## Passage:
--- BEGIN ---
“Honey, we’re already late!”
Do these words ever show up in your marriage?
Chuck was furious.
He was pacing by the door, already dressed and ready to walk out. He checked his watch. Then checked it again. He was trying to bite his tongue, but he couldn’t hold it in any longer.
“Honey, c’mon! We’re already late!”
They were on their way to dinner.
Chuck wanted to be there by 7:00, and it was already 7:10. His wife still wasn’t ready, and every passing minute cranked his cortisol a little higher.
Maybe you’ve experienced this moment in your marriage.
You have dinner plans, and you’re stressed because your “better half” seems to be moving at half speed. You can’t help but calculate how late you’re about to be…
We’re going to have to fight through traffic.
How long is it going to take to find parking?
We’re definitely going to lose our reservation!
But in Chuck’s case, there was no traffic to fight.
There was no parking spot to find. In fact, dinner was just a few steps away. That’s because Chuck and his wife were on vacation, on a cruise ship, somewhere in the middle of the ocean.
The dinner they were “running late” for?
It was one of a dozen restaurants on the boat, most of them open all night.
So when Chuck sat across from me in our next coaching session, still a little worked up about the whole thing, I told him something he probably didn’t want to hear.
“Chuck, time doesn’t exist on a cruise ship.”
--- END ---
## Extracted information:
--- BEGIN ---
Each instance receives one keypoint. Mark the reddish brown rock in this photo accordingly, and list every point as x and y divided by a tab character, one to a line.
--- END ---
--- BEGIN ---
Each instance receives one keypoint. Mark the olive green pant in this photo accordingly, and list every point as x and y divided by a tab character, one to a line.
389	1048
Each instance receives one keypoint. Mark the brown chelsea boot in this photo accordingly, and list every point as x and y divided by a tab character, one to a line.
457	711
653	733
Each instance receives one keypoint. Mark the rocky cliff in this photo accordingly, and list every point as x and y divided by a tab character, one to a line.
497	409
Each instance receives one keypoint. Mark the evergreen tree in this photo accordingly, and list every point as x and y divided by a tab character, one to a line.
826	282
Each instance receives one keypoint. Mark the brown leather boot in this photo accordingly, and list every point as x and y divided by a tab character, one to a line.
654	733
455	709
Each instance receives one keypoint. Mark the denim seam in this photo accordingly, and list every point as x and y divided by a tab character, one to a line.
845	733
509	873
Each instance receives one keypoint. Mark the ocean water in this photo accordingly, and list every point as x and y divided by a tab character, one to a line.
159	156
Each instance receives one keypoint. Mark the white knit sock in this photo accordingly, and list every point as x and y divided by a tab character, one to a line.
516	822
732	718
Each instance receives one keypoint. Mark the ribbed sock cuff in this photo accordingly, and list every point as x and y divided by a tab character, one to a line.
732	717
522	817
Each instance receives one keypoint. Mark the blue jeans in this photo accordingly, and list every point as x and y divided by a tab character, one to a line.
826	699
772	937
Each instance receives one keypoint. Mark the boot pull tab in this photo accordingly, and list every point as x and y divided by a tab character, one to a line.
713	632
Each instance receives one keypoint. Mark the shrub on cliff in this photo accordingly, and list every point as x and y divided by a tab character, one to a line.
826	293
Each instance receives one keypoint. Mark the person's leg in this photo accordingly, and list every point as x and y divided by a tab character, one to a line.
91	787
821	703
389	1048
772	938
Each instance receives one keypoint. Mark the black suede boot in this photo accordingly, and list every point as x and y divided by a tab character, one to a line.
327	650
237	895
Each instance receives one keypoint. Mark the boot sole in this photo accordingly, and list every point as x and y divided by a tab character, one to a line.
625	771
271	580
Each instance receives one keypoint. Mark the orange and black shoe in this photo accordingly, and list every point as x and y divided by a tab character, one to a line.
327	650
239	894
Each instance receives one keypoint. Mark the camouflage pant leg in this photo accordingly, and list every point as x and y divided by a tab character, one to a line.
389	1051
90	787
--- END ---
## Task set:
• 1. Revise the story about Chuck running late from "Chuck was furious." up to and including "in any longer.", putting "standing" in place of "pacing".
• 2. List each worried thought the story about Chuck running late imagines a person having on the way to dinner.
• 3. Resume the story about Chuck running late from its last line.

## Answers to the exercises:
• 1.
Chuck was furious.
He was standing by the door, already dressed and ready to walk out. He checked his watch. Then checked it again. He was trying to bite his tongue, but he couldn’t hold it in any longer.

• 2.
- We’re going to have to fight through traffic.
- How long is it going to take to find parking?
- We’re definitely going to lose our reservation!

• 3.
On a cruise, you can eat whatever you want, whenever you want.
The buffet is open 24 hours a day, 7 days a week. There’s no “late” for dinner. No reservation to miss. No kitchen that closes. The only time that “time” matters is making sure you’re on the boat when it leaves the dock.
But for Chuck, being on time is everything.
Chuck’s Primal Question is #5: Am I successful?
Q5s love games. They love to compete. And more than anything, they love to win. With Chuck and several other of my Q5 clients, I’m noticing an interesting pattern in how this need shows up in their relationship to time.
Q5s view time as a competition.
Even if nobody else knows a game is being played, they’re always, always competing against the clock.
Here’s how the scoreboard works: Being on time means “I’m winning”. Being late means “I’m losing.” And Q5s hate losing… maybe even more than they love winning.
To be clear, there’s nothing wrong with wanting to be punctual.
In most areas of a Q5’s life, this need serves them well.
Chuck, for example, is a Chick-fil-A operator, which, in my opinion, makes him some kind of magician.
I think we’ve all had this experience: You pull up to Chick-fil-A, mouth already watering for a chicken sandwich straight from heaven… and the drive-thru line is wrapped around the building. Twice. Yet, somehow, some way, you’re pulling back onto the road, sneaking a steaming-hot fry out of the bag, 9-minutes later.
I don’t know how they do it.
But that? That’s all Chuck.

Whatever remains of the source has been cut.